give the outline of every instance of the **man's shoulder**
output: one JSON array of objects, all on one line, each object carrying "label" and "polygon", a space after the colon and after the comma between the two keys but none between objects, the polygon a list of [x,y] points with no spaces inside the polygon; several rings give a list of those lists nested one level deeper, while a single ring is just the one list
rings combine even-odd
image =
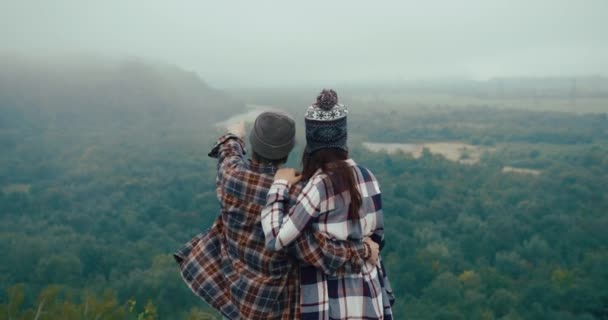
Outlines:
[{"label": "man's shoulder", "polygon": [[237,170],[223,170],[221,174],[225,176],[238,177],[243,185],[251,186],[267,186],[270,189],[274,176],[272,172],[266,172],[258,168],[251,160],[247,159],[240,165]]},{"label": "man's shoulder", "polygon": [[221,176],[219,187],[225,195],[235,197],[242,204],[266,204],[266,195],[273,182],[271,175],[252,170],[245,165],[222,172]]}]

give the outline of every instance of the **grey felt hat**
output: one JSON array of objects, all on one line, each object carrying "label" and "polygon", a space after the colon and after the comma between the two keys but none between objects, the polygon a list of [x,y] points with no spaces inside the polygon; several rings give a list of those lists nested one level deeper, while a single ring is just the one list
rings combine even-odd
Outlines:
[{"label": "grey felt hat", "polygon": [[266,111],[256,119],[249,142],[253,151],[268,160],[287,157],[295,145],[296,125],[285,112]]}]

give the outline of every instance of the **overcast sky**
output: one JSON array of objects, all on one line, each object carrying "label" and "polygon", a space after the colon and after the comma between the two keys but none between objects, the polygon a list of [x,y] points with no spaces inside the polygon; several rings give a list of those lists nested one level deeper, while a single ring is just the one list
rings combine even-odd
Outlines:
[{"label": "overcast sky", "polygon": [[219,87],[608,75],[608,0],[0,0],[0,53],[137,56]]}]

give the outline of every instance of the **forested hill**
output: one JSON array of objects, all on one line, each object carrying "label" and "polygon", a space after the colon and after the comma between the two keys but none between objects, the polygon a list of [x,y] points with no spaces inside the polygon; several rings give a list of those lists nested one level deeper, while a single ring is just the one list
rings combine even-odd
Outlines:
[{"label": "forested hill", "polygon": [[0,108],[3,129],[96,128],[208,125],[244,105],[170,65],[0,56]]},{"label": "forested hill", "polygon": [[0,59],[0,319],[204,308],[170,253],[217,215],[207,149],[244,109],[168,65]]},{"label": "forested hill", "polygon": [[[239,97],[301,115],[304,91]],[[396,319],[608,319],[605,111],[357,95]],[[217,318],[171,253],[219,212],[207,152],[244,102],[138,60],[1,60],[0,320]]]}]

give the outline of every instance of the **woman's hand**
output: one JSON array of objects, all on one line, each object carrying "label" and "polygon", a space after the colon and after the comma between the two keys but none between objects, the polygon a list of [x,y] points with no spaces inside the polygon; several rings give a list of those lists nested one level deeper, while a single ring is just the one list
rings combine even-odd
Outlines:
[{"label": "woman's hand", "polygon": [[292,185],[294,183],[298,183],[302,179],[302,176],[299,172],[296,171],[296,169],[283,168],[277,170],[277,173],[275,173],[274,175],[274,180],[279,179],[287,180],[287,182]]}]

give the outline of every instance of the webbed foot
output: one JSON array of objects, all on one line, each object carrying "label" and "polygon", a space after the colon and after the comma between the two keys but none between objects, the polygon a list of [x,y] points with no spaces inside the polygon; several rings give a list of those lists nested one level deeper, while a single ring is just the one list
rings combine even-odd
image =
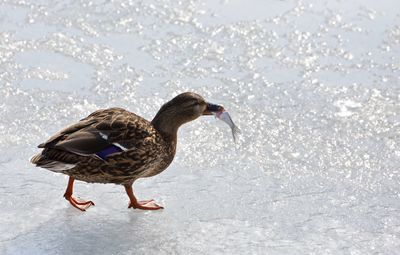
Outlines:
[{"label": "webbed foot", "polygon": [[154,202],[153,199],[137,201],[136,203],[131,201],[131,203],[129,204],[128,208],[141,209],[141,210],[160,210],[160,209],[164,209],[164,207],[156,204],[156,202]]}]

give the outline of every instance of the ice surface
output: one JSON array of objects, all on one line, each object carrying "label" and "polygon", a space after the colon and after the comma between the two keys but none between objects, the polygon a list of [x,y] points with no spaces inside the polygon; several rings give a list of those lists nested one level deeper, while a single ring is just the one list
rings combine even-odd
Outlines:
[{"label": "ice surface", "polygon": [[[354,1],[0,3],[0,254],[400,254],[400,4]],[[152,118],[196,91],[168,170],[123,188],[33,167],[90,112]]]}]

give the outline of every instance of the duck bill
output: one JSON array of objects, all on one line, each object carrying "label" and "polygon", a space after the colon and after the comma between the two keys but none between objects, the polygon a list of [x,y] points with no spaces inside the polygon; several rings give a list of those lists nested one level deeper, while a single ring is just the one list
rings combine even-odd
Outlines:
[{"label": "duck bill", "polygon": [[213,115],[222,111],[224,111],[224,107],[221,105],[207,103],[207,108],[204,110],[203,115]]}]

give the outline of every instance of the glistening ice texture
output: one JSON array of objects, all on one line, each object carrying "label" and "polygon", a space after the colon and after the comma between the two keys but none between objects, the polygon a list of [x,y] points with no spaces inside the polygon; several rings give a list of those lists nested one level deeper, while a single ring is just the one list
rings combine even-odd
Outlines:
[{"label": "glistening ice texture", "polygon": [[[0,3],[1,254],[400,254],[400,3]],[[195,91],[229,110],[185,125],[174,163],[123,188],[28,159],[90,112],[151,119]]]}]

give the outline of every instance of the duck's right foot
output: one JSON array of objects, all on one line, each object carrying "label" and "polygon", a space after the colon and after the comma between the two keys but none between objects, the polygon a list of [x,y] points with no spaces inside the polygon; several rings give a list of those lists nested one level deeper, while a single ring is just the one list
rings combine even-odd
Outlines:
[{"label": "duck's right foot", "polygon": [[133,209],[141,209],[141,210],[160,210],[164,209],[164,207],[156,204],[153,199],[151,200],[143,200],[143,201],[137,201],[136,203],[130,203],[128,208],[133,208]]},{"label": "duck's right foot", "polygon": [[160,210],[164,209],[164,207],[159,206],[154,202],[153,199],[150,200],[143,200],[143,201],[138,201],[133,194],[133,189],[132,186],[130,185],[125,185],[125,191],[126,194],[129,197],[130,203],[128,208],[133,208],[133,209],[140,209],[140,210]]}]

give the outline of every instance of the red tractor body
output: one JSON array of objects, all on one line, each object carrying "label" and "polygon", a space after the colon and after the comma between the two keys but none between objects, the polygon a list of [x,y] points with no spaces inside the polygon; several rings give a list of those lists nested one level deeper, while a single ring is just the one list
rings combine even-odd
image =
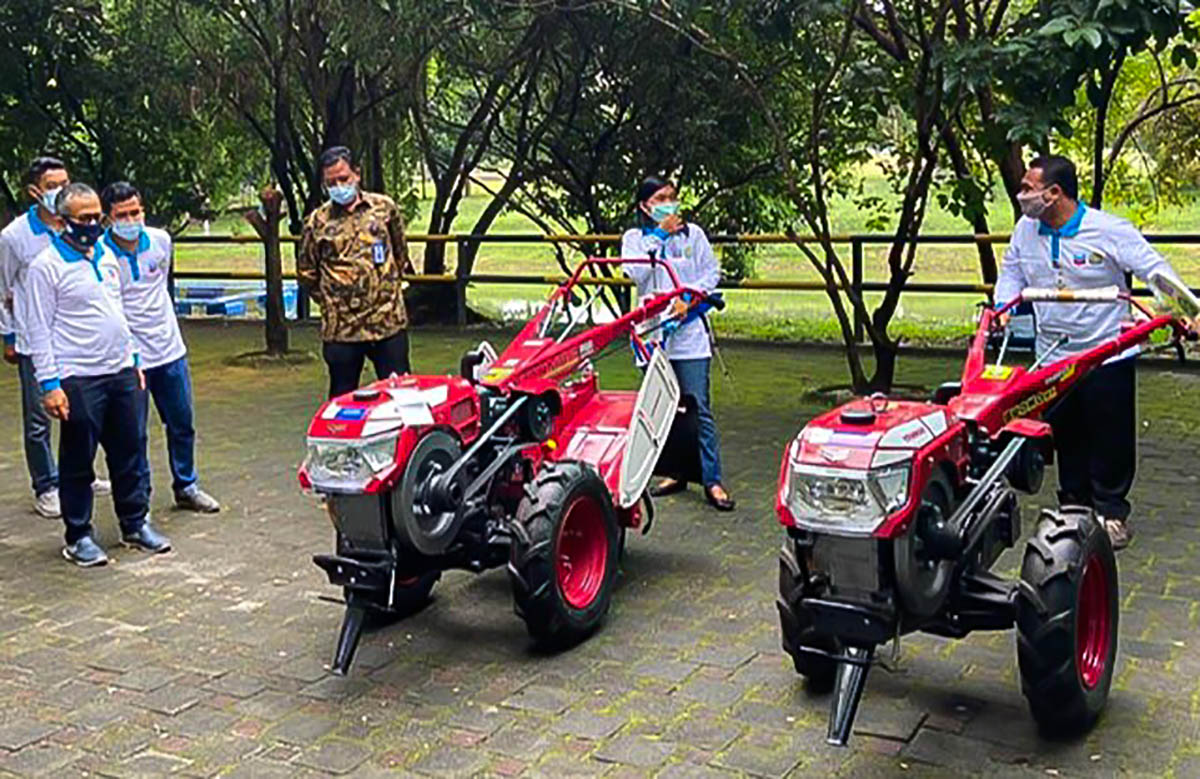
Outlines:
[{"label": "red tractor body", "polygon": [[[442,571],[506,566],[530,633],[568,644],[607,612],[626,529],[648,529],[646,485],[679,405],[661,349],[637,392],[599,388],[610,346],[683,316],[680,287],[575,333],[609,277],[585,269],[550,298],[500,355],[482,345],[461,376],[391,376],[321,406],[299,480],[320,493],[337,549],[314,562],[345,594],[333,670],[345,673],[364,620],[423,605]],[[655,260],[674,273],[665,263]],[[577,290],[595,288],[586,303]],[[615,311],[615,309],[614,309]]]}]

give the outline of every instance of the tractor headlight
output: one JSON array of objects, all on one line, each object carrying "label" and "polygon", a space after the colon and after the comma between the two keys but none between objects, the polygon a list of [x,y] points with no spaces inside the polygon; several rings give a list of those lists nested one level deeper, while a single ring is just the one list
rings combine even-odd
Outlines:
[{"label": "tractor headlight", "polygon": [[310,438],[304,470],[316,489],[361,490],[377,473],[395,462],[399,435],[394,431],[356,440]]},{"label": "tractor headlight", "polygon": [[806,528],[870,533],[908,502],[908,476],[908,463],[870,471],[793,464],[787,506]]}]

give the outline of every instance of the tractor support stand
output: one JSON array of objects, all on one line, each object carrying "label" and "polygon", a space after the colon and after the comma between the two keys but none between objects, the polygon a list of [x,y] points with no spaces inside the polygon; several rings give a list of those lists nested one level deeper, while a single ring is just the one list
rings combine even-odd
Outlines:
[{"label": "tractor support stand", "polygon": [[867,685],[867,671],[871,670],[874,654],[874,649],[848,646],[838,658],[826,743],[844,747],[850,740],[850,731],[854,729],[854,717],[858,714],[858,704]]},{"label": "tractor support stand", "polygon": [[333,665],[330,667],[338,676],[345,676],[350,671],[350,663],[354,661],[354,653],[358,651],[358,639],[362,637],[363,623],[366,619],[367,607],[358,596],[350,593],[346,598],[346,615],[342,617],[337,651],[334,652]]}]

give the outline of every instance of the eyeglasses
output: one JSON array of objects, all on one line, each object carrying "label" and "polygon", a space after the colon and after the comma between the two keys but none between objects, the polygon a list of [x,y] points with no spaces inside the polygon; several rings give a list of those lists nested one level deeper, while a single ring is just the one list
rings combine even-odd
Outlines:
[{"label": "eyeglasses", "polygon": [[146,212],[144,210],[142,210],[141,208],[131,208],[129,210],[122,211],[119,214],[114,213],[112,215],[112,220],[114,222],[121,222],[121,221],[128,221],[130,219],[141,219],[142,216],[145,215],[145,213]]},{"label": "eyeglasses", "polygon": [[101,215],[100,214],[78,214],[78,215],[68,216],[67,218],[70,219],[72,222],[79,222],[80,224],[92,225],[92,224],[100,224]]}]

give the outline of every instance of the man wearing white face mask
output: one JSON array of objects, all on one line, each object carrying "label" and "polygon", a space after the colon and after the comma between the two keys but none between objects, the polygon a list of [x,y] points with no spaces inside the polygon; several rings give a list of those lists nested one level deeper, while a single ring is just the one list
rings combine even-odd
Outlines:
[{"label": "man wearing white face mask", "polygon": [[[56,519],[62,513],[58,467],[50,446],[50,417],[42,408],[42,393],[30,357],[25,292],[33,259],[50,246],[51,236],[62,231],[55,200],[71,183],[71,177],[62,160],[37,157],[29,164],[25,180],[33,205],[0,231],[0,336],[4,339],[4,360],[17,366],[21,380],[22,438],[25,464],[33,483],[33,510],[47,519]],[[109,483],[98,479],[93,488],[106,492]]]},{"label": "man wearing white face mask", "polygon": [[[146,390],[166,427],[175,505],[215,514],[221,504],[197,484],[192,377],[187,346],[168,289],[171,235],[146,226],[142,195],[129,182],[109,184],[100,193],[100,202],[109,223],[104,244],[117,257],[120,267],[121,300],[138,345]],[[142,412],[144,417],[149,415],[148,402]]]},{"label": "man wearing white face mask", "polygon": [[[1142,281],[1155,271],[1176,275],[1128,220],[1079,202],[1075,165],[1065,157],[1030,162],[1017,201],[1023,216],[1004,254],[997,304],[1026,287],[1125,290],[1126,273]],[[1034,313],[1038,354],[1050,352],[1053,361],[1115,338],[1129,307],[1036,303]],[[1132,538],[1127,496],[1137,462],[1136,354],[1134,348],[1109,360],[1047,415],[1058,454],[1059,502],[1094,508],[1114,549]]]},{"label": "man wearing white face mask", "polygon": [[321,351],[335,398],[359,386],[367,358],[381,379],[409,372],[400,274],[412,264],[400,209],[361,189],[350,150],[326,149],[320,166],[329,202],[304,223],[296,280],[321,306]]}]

_ _ _

_THE PROBLEM_
The data above holds the lines to copy: start at the one with "give the outline of every instance of the **woman's", stop at the one with "give the outline of every instance of the ice", include both, copy them exactly without pictures, and copy nothing else.

_EXERCISE RESPONSE_
give the outline of every instance of the **woman's hand**
output: one JSON array of objects, all on one line, each object carrying "label" and "polygon", a space after the colon and after the comma between the two keys but none between objects, the polygon a list of [x,y] points with no spaces inside the polygon; several rings give a list of those lists nested one level deeper, while a single ring is just the one list
rings combine even-odd
Outlines:
[{"label": "woman's hand", "polygon": [[292,185],[294,183],[298,183],[302,179],[302,176],[299,172],[296,171],[296,169],[283,168],[277,170],[277,173],[275,173],[274,175],[274,180],[279,179],[287,180],[287,182]]}]

give the outline of every instance of the webbed foot
output: one JSON array of objects, all on one line, each object carrying "label" and "polygon", a space after the colon and after the comma between the two keys but none between objects, the polygon a list of [x,y] points with no spaces inside the polygon; several rings give a list of those lists nested one level deeper, while a single ring is just the one list
rings combine even-odd
image =
Outlines:
[{"label": "webbed foot", "polygon": [[154,202],[153,199],[137,201],[136,203],[131,201],[131,203],[129,204],[128,208],[141,209],[141,210],[160,210],[160,209],[164,209],[164,207],[156,204],[156,202]]}]

give the outline of every instance of the ice surface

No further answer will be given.